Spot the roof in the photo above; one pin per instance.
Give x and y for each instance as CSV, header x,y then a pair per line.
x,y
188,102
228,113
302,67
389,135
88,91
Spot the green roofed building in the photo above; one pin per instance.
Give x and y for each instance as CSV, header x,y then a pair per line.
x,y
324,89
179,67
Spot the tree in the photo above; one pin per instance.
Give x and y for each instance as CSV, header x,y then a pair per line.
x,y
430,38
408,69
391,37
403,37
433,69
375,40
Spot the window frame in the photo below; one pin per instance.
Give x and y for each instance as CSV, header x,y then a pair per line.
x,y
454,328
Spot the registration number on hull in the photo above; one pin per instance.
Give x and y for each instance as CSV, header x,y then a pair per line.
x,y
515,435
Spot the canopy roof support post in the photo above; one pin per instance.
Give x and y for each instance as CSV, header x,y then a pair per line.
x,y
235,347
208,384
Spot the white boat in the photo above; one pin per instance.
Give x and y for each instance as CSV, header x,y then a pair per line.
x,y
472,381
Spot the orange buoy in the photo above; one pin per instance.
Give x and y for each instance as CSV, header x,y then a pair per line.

* [WORK ITEM]
Recreate the full listing above precisely.

* [ANSWER BELOW]
Spot the roof in the photo above; one pin per instance.
Give x and y for each instance as CSV, header x,y then a pair per line.
x,y
188,102
228,113
302,67
389,135
88,91
Spot the green roofed building in the photo above; one pin per instance.
Give x and y for each instance as CSV, header x,y then a pair per line.
x,y
324,89
179,67
Spot the tree in the photo above; one pin per instance.
Give x and y for each instance as CSV, header x,y then a pair per line.
x,y
430,38
408,69
391,37
403,37
433,69
375,40
Spot the window frame in the photo below; one pin per instance.
Give x and y for each instance as CSV, header x,y then a pair per line.
x,y
454,328
Spot the registration number on hull in the photo above; one pin per instance.
Give x and y for each instance as CSV, header x,y then a pair per line.
x,y
515,435
Spot the canopy roof support post in the photo above; one pin per instance.
Give x and y for each instance as CSV, header x,y then a pair per line.
x,y
235,347
208,384
Spot the white boat in the photo above; one pin per instance.
Give x and y for each instance as CSV, header x,y then a pair per line.
x,y
472,381
Spot the orange buoy in the photo above; one pin per instance.
Give x and y for each instance as CSV, header x,y then a pair per line.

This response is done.